### The input

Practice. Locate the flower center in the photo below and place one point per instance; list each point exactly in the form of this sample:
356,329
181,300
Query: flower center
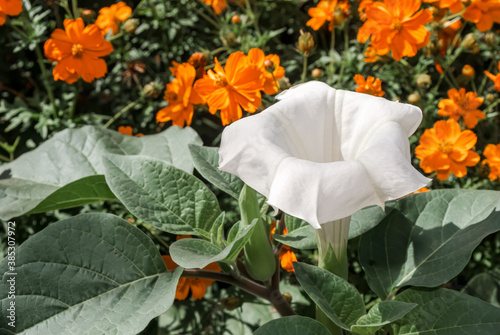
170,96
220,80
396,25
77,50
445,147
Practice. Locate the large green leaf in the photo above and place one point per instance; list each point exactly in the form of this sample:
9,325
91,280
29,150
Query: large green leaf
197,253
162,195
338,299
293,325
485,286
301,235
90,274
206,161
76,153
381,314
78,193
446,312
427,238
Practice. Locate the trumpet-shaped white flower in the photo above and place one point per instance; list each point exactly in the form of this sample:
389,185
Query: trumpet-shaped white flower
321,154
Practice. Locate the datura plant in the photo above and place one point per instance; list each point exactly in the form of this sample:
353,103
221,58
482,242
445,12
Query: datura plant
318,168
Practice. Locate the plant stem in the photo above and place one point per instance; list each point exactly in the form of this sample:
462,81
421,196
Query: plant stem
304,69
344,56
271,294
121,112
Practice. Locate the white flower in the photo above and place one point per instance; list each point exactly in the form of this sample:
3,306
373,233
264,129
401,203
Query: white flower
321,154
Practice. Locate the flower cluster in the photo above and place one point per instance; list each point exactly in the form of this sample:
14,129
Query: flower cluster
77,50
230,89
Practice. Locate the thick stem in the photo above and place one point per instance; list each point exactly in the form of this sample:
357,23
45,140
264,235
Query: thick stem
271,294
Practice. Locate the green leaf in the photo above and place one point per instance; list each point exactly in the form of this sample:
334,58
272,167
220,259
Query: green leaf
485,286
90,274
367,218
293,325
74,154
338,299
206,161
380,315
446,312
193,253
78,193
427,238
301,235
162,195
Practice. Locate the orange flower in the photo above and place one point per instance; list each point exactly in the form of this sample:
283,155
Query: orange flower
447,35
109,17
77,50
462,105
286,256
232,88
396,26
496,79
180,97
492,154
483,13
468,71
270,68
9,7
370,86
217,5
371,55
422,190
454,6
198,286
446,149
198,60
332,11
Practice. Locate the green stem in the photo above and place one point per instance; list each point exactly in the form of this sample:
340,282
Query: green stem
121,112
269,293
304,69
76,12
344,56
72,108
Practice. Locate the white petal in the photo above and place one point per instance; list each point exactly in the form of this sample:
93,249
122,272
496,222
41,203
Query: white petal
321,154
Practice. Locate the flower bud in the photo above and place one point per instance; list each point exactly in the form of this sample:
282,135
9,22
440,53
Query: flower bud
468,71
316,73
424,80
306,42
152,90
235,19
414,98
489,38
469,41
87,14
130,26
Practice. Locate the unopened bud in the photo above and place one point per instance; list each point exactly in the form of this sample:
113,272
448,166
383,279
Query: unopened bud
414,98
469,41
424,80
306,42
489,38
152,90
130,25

######
### The input

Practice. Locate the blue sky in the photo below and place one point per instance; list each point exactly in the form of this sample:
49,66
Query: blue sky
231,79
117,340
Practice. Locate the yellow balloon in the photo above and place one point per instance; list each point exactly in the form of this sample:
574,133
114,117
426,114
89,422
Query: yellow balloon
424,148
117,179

######
### The input

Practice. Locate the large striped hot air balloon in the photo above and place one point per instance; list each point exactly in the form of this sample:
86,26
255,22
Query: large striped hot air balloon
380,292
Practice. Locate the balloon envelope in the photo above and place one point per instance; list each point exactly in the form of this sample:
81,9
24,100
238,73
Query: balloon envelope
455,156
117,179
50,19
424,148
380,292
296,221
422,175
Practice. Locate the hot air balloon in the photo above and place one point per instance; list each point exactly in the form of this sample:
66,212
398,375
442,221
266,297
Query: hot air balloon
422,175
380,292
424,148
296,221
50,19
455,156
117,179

######

→ What you have to do
Pull together all lines from the data that mention the word "below".

→ Your response
Practice. Locate the flower center in the photo below and place one point per instance; list each point exactly in the form of this sample:
Practice. Locate the blue sky in the photo below and place one point per instance; list each point exactly in the form of this sample:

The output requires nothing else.